Excerpts of location labeling data
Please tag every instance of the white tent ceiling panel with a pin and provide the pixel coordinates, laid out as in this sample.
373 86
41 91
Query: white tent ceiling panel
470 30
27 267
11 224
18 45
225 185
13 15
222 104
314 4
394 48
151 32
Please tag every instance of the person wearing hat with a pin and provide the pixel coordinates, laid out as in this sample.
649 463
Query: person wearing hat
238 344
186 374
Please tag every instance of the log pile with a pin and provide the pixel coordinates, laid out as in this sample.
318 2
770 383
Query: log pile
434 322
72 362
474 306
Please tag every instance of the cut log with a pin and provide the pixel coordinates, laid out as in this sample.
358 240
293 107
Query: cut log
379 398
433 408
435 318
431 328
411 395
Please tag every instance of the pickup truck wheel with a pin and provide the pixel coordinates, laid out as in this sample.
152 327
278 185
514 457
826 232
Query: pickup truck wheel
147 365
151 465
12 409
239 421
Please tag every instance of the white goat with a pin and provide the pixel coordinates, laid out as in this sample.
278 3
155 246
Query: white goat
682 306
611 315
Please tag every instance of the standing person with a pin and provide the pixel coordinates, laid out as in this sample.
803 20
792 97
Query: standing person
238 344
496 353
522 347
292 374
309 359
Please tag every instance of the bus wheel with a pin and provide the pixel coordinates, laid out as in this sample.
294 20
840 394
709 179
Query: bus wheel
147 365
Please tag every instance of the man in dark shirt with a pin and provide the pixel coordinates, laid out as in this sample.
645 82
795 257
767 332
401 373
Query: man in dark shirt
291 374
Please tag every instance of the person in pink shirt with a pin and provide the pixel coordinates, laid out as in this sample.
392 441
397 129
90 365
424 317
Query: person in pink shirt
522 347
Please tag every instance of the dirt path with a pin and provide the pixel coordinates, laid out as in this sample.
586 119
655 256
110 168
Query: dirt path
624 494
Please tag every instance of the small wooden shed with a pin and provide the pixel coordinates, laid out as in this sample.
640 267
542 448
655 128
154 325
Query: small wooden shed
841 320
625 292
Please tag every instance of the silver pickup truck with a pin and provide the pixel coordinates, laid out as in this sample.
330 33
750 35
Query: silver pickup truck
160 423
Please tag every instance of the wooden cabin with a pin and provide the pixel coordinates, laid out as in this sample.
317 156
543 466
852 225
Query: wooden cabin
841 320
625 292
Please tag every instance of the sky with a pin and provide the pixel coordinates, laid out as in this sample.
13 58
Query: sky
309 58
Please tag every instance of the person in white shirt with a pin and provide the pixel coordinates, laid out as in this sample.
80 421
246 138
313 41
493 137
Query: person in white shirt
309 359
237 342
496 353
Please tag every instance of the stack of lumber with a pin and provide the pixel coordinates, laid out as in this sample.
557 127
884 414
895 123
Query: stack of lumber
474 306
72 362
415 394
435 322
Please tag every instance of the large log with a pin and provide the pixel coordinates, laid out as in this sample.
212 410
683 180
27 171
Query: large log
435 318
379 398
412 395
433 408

• **What the task requires**:
Copy out all of the records above with nothing altered.

• **Worked solution**:
Please tag every instance of the white tent ceiling panel with a pin and provide the pixel coordinates, laid out as in this sample.
373 86
41 91
Query: white tent ceiling panel
470 30
27 267
11 224
18 45
225 185
13 15
222 104
314 4
394 48
151 32
Please tag every instance of the person wearing hat with a pin and provide the pixel coordinates, laid out as in this sample.
649 463
Query: person wearing hat
238 344
186 374
Please tag every instance of the log pile with a pin and provide the pixel coordinates, laid out as in this sample.
318 2
770 383
Query: log pile
434 322
72 362
474 306
Please tag every instance of the cut log with a pin and provide the pixel coordinates, laid out as in this sample.
358 240
293 107
Query: cut log
379 398
433 408
435 318
431 328
411 395
Please tag every instance of the pickup truck wheel with a pin and provide the pixel coordinates, laid out as in this sample.
152 327
278 185
514 457
826 232
Query: pickup truck wheel
147 365
151 465
12 409
239 421
Please tag every instance of the white goat with a pin and provide the pixel coordinates, laid out as in this sample.
278 3
155 246
Query: white goat
682 306
611 315
Please tag every instance of the standing person with a pin and provide the pixel coordinates, laid out as in this sample.
803 20
792 97
Query: standing person
238 344
496 353
522 347
292 374
309 359
Please tag every instance of the bus wheel with a pin and provide the pixel coordinates, laid out as in this sample.
294 20
840 394
709 179
Query: bus wheel
147 365
Please tag every instance of the man in dark shirt with a pin and provide the pixel coordinates, laid out as in this sample.
645 82
795 257
767 332
401 373
Query: man in dark shirt
291 374
Please tag every instance of the person in pink shirt with a pin and provide the pixel coordinates, laid out as in this sample.
392 441
397 129
90 365
424 317
Query: person in pink shirt
522 347
Please tag every instance of the dirt path with a pin and provide the pixel coordinates, laid out as in this sample.
586 119
655 256
110 168
Query: dirt path
624 494
Please tag every instance of the small wooden shed with a pin and provide the pixel coordinates, laid out as in this sample.
640 267
542 448
655 128
154 325
Query: small wooden shed
841 320
625 292
Please tag every instance of the silver pickup truck with a pin and provide the pixel coordinates, laid out as in this sample.
330 33
750 35
Query: silver pickup truck
160 423
Please tag every instance of the wooden cabin with a pin and provide the pixel coordinates, laid out as in this sample.
317 156
543 466
852 225
Query: wooden cabin
841 320
625 292
Please tag every instance of the sky with a pin and provide the pixel coordinates, laid out as in this sample.
13 58
Query: sky
309 58
Please tag every instance of the person in white shirt with a pin and provide the pixel coordinates, laid out as in this sample.
80 421
246 138
313 41
493 137
Query: person in white shirt
309 359
237 342
496 353
Please tag every instance of the stack of lumber with a pin and provide the pixel coordinates, laid out as in this sample.
557 127
884 414
895 123
Query: stack of lumber
474 306
72 362
415 394
435 322
Please tag every instance of the large log with a pin and provide the pixel coordinates, laid out as in this sample.
212 410
683 180
27 171
Query: large log
435 318
379 398
412 395
433 408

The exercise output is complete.